▸ Work to complete: Within the listing that follows, state how many lines include the word "below"; write only that number.

[Exercise material — start]

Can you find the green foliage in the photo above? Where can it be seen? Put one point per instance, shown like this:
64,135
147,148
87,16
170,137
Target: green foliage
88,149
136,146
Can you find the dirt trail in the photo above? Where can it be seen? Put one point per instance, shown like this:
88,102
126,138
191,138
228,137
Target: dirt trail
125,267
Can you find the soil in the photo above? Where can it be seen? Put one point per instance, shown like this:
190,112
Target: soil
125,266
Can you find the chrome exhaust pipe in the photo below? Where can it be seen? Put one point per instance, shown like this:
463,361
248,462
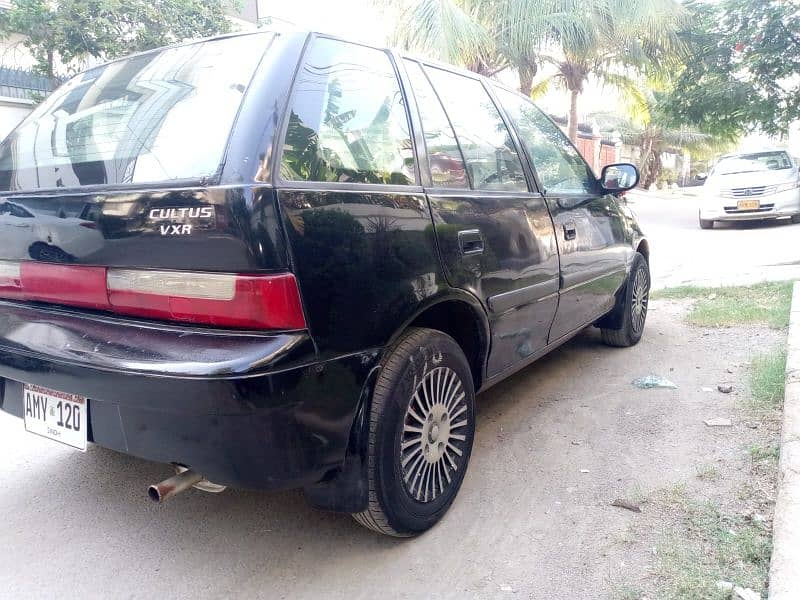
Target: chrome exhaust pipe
176,484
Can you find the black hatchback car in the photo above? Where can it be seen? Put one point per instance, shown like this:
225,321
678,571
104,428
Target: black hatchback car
288,260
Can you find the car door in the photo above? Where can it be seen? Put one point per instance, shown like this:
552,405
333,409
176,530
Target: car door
494,234
589,224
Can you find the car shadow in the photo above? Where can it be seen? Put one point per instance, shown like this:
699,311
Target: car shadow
109,490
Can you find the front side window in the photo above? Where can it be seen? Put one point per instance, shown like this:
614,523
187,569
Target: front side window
490,156
444,157
348,120
154,117
559,166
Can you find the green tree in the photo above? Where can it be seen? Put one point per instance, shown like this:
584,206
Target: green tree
58,33
619,43
745,56
485,36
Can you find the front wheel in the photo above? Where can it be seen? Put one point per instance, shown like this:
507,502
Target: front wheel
421,428
633,307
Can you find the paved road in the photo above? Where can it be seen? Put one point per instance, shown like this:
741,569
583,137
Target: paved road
731,253
528,522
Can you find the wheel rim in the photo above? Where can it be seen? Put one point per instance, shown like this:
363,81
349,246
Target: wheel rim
434,435
639,299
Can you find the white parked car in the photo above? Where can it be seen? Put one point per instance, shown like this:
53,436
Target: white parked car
47,237
757,185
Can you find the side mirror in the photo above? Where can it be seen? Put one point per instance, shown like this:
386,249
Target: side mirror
619,177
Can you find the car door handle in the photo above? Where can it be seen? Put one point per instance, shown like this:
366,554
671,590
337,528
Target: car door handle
470,241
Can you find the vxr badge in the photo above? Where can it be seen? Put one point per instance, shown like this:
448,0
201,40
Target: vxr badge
182,220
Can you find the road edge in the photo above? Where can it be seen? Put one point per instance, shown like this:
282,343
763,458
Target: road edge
784,573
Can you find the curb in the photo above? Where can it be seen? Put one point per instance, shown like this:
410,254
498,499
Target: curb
784,573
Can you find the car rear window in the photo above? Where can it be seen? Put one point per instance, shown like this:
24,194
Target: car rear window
153,117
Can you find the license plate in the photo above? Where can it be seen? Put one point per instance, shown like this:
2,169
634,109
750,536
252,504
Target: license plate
56,415
748,205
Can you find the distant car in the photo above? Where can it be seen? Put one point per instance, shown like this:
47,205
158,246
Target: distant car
758,185
47,237
312,255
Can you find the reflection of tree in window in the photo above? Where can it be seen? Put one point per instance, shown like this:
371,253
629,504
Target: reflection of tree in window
348,122
444,155
558,165
491,159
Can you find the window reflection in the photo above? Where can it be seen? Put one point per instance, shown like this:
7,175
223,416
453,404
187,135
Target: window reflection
491,159
558,165
153,117
348,122
444,156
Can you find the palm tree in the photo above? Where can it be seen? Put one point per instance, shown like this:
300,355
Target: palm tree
616,42
486,36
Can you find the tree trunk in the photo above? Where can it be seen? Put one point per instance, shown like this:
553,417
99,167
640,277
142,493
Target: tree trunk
525,82
573,116
527,71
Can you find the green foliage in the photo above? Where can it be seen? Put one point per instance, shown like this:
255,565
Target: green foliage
765,303
71,30
742,74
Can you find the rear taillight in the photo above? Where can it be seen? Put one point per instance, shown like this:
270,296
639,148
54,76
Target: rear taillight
222,300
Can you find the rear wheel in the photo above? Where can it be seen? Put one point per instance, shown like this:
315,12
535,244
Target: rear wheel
633,307
421,428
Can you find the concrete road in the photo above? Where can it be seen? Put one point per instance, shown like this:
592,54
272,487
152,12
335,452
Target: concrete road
731,253
555,445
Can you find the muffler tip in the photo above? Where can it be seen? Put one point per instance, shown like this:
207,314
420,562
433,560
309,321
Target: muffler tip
159,492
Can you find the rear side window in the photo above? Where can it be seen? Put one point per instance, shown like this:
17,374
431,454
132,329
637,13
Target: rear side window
444,157
490,156
153,117
348,120
558,165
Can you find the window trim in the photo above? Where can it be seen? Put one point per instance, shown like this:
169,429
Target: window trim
343,185
539,183
424,144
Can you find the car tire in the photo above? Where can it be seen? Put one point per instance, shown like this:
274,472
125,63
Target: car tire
632,307
421,429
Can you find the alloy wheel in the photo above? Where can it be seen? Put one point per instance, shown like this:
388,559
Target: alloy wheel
434,435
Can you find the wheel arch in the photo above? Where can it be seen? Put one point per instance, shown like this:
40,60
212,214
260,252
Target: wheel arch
462,317
643,248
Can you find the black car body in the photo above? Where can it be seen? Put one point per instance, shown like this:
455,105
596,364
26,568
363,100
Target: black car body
351,193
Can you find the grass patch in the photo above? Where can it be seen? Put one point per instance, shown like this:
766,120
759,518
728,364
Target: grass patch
706,472
764,303
710,546
764,453
768,380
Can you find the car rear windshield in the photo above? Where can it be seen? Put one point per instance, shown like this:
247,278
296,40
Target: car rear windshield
748,163
153,117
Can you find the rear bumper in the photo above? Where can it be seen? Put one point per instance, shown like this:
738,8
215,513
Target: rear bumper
245,410
773,206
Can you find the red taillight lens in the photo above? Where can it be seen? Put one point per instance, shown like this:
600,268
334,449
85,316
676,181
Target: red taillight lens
245,301
222,300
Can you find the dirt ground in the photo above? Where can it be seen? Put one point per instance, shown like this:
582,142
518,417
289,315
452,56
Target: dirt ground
555,445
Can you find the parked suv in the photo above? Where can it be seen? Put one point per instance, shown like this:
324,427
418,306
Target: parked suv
758,185
312,255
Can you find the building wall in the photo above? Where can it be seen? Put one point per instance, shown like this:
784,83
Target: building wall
12,111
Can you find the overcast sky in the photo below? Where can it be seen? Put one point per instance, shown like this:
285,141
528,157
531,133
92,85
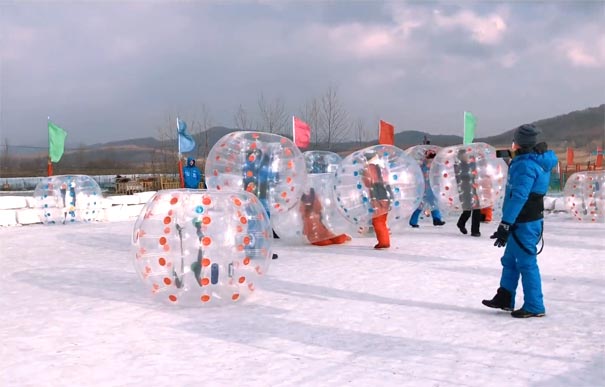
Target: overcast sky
108,70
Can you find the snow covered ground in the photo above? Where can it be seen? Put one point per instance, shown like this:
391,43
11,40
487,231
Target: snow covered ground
75,313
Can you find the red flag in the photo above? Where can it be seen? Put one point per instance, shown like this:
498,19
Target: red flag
302,133
570,156
386,133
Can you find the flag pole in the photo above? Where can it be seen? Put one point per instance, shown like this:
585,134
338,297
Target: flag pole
293,131
49,166
178,140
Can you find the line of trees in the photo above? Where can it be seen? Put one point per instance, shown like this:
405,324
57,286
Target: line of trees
331,123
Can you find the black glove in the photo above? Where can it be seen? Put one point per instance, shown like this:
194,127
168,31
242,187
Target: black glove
501,234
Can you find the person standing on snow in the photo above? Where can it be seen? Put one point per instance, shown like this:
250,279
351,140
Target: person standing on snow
466,172
522,218
380,197
192,174
429,199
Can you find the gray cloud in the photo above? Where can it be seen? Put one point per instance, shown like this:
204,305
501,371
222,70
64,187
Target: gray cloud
108,71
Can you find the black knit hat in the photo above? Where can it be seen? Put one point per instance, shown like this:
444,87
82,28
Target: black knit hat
526,136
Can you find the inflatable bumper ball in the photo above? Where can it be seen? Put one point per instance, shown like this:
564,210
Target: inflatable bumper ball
467,177
68,198
198,247
585,196
376,180
321,161
267,165
316,219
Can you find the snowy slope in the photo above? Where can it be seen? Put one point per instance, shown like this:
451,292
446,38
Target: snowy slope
75,313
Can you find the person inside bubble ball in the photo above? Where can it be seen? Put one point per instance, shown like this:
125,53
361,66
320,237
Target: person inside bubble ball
380,195
466,171
429,199
313,227
257,176
522,218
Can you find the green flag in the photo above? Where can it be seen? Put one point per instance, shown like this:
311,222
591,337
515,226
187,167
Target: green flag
56,142
469,128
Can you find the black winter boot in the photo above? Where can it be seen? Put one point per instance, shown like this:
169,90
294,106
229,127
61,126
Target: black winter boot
502,300
522,313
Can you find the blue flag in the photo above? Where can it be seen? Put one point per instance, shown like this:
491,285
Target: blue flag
186,142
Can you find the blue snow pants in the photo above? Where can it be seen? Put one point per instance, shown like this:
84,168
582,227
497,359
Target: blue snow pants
414,218
516,262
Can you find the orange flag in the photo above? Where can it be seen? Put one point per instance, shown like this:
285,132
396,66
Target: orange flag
301,132
386,133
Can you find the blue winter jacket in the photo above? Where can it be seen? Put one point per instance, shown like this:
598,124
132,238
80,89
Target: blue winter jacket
191,174
528,173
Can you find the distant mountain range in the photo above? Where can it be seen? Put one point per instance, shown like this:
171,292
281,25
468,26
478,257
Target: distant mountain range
582,129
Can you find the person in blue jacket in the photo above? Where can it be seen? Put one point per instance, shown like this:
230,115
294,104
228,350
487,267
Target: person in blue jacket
429,200
522,224
192,174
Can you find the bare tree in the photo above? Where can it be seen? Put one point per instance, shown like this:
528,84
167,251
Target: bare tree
273,115
241,119
334,118
205,123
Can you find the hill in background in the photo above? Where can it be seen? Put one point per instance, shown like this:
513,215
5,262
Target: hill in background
584,130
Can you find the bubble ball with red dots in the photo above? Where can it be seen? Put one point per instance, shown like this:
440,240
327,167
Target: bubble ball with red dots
267,165
198,247
376,180
467,177
585,196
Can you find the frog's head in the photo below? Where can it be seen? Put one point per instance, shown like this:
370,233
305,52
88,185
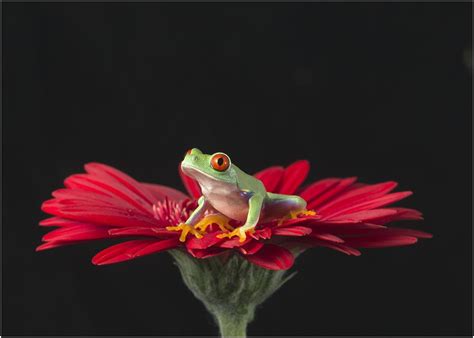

[Exercise material — finish]

▸ Solution: 3